**文書の抜粋**
ロバ、雪山へ行く


山スキーを楽しむロバ達

日本の冬は世界的に見ても雪が多い豪雪地帯だ。毎年、世界中からウィンタースポーツを楽しみにやってくる。しかも日本の雪質はパウダースノーと言い粉のようにサラサラしている雪になり、気温も低く、空気が乾燥している土地なので、特にスキーには最適な環境といわれている。最近ではスキー場のスキーだけでは物足らず、登山スキーや雪山登山を楽しむ人も多いと聞きいている。

**提供データ**
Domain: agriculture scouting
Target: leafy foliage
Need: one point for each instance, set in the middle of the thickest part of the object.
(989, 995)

**演習の課題**
[1] 文書の抜粋の内容を二文でまとめてください。
[2] 文書の抜粋では、日本が特にスキーに最適な環境といわれる理由を何だとしていますか。一文から三文で説明してください。
[3] 文書の抜粋から、「日本の冬は世界的に見ても雪が」から「しむ人も多いと聞きいている。」までをそのまま引用してください。
データの各行は、文書の抜粋の内容とは関係がありません。

**演習の解答**
[1] 日本は世界的に見ても雪の多い豪雪地帯で、毎年世界中からウィンタースポーツを楽しみに人がやってくる。粉のようにサラサラしたパウダースノーと低い気温、乾燥した空気から特にスキーに最適な環境といわれ、最近はスキー場のスキーだけでなく登山スキーや雪山登山を楽しむ人も多いという。

[2] 日本の雪はパウダースノーと呼ばれ、粉のようにサラサラしている。さらに気温が低く、空気が乾燥している土地だからである。

[3]
日本の冬は世界的に見ても雪が多い豪雪地帯だ。毎年、世界中からウィンタースポーツを楽しみにやってくる。しかも日本の雪質はパウダースノーと言い粉のようにサラサラしている雪になり、気温も低く、空気が乾燥している土地なので、特にスキーには最適な環境といわれている。最近ではスキー場のスキーだけでは物足らず、登山スキーや雪山登山を楽しむ人も多いと聞きいている。